START Stored data
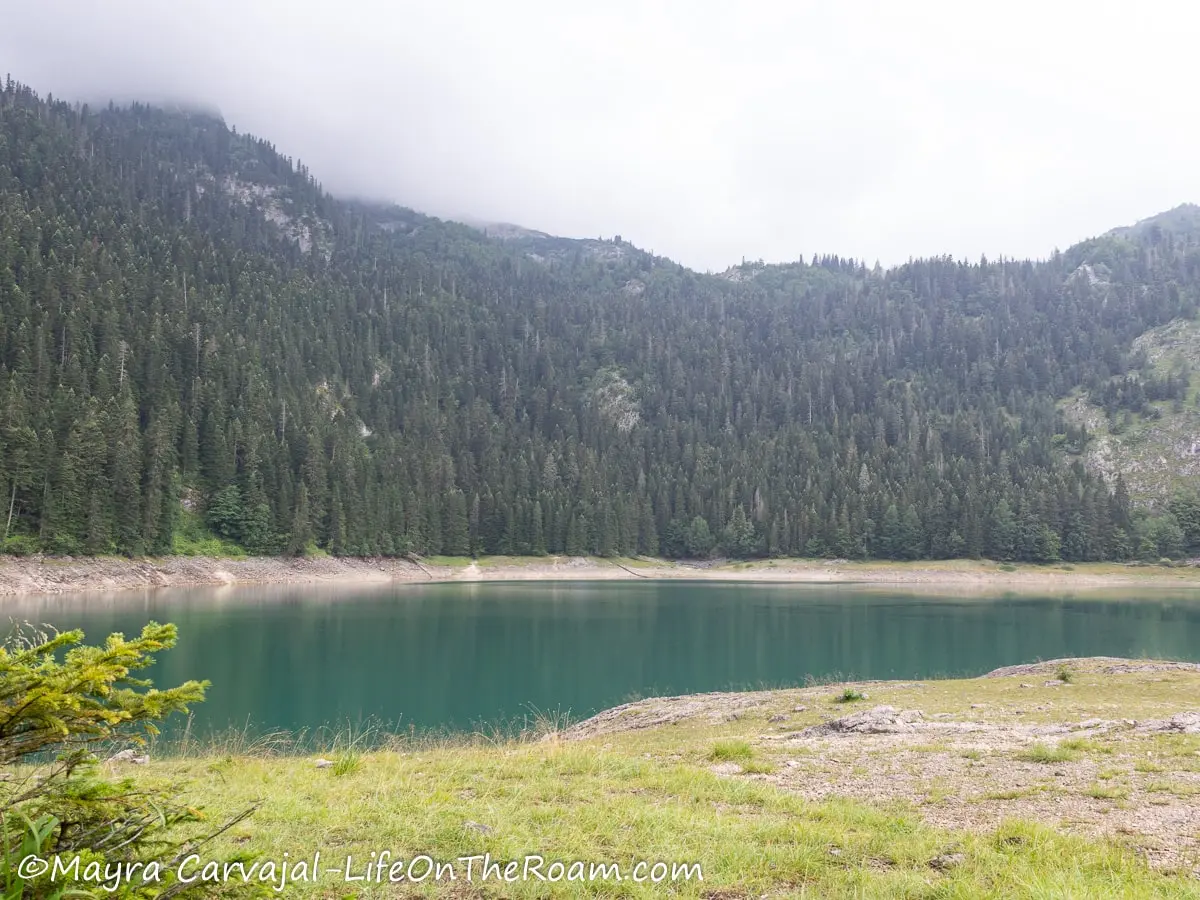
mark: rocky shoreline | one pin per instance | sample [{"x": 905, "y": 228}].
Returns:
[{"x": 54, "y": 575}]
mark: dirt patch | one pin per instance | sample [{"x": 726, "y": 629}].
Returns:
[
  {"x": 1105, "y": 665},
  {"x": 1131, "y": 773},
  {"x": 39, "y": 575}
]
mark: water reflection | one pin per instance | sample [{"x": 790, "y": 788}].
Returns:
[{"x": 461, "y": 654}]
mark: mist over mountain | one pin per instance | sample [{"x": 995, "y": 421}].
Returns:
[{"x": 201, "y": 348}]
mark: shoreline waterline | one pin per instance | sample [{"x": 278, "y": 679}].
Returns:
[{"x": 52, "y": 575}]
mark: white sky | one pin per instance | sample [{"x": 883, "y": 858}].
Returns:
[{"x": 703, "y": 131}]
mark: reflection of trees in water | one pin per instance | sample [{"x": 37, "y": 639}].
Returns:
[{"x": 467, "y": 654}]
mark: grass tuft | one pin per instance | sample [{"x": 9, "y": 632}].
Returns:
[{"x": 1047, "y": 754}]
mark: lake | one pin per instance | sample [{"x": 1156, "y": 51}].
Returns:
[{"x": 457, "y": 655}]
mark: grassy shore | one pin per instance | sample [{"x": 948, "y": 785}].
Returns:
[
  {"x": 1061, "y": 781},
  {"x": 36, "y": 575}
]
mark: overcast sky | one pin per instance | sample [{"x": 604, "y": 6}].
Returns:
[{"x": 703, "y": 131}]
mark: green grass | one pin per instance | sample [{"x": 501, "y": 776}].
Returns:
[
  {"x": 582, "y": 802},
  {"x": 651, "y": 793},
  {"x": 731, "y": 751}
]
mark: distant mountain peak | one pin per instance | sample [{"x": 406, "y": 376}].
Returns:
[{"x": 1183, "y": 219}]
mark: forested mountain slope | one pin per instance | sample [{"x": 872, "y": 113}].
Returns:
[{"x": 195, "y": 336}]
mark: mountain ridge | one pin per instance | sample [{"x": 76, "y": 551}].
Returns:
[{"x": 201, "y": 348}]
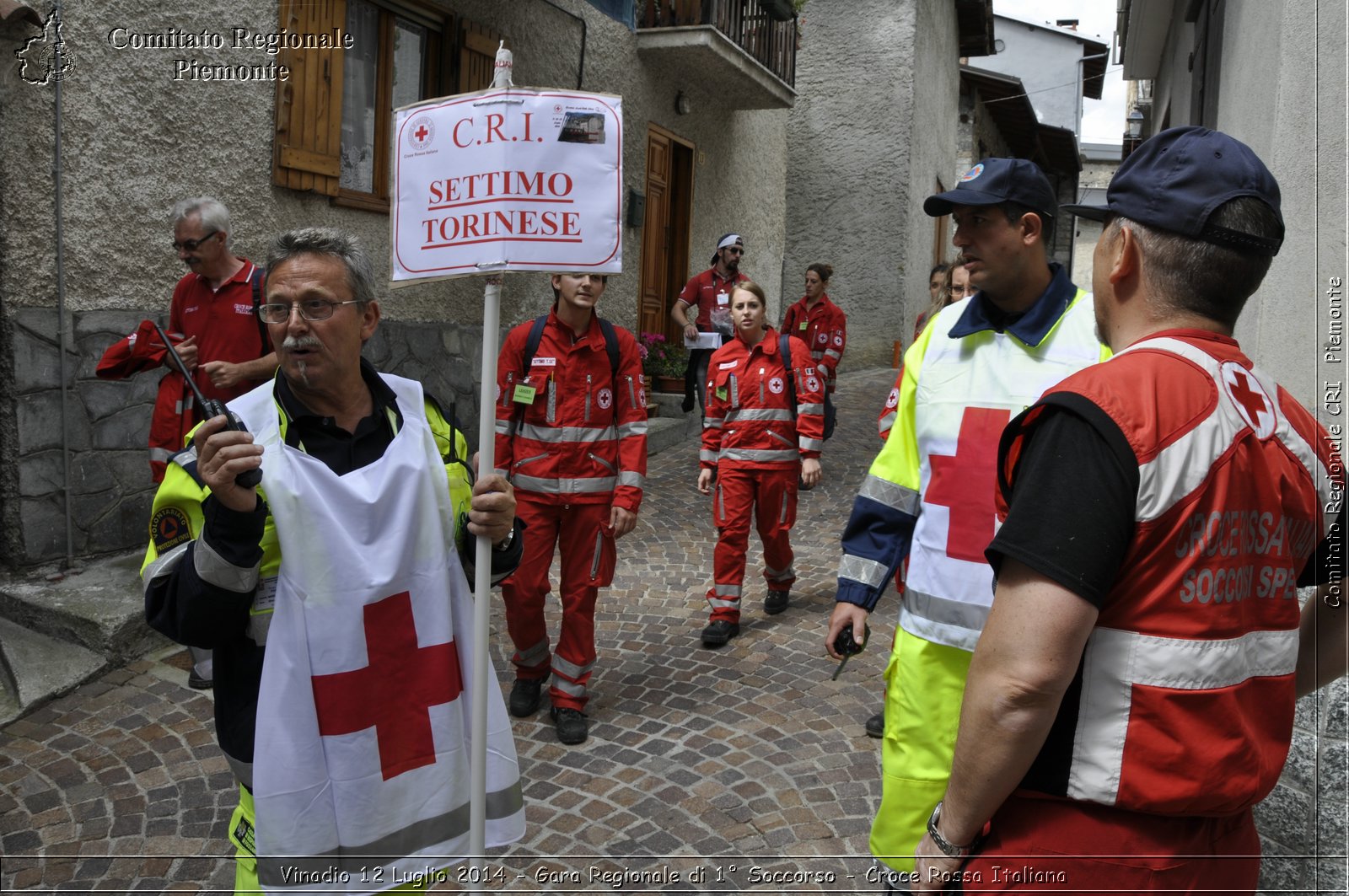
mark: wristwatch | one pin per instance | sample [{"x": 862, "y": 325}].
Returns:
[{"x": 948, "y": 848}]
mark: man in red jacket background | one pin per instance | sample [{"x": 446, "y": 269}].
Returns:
END Stored data
- _Exercise description_: Repeat every line of the items above word for word, but leave the pictures out.

- _Result of the exercise_:
mark: rocky shoreline | one pin per instance | sample [{"x": 905, "y": 228}].
Returns:
[{"x": 54, "y": 575}]
mark: dirt patch | one pin per instance | sample [{"x": 726, "y": 629}].
Returns:
[
  {"x": 1105, "y": 665},
  {"x": 1131, "y": 773},
  {"x": 39, "y": 575}
]
mark: water reflection | one pin per instance | sample [{"x": 790, "y": 788}].
Returns:
[{"x": 461, "y": 654}]
mark: mist over mountain | one pin per instance | sample [{"x": 995, "y": 421}].
Returns:
[{"x": 201, "y": 348}]
mark: shoreline waterline | one pin per instance | sample [{"x": 278, "y": 679}].
Returns:
[{"x": 52, "y": 575}]
mark: white sky | one pin per instance | sample [{"x": 883, "y": 858}].
Returns:
[{"x": 703, "y": 131}]
mark: reflection of trees in water | one pin per instance | sample [{"x": 37, "y": 639}].
Returns:
[{"x": 467, "y": 654}]
mark: grass tuft | one pin per instance | sample [{"x": 9, "y": 632}].
Returns:
[{"x": 1047, "y": 754}]
mark: lake | one pin per instance | sample [{"x": 1156, "y": 51}].
Returns:
[{"x": 457, "y": 655}]
mark: grassy shore | one pin per instance | sample [{"x": 948, "y": 785}].
Returns:
[
  {"x": 1061, "y": 781},
  {"x": 36, "y": 575}
]
mark: overcast sky | one pin per instance | sample [{"x": 604, "y": 6}].
Returns:
[{"x": 703, "y": 131}]
mark: green grass | one pin per instance | sample [{"x": 501, "y": 776}].
Returns:
[
  {"x": 582, "y": 802},
  {"x": 651, "y": 793},
  {"x": 731, "y": 751}
]
mark: distant mountain peak | one pin per instance | sample [{"x": 406, "y": 376}].
Returns:
[{"x": 1183, "y": 219}]
mark: forested mountain slope | one pin per instance | sample [{"x": 872, "y": 113}].
Returns:
[{"x": 195, "y": 336}]
mark: mountain ridge | one pin per instance | sample [{"x": 76, "y": 551}].
Returns:
[{"x": 201, "y": 348}]
mark: wristwatch | one pin per instance | sample [{"x": 862, "y": 325}].
Returns:
[{"x": 948, "y": 848}]
mark: man in red jacket background | one pin per instance | sample [{"x": 446, "y": 269}].
Returns:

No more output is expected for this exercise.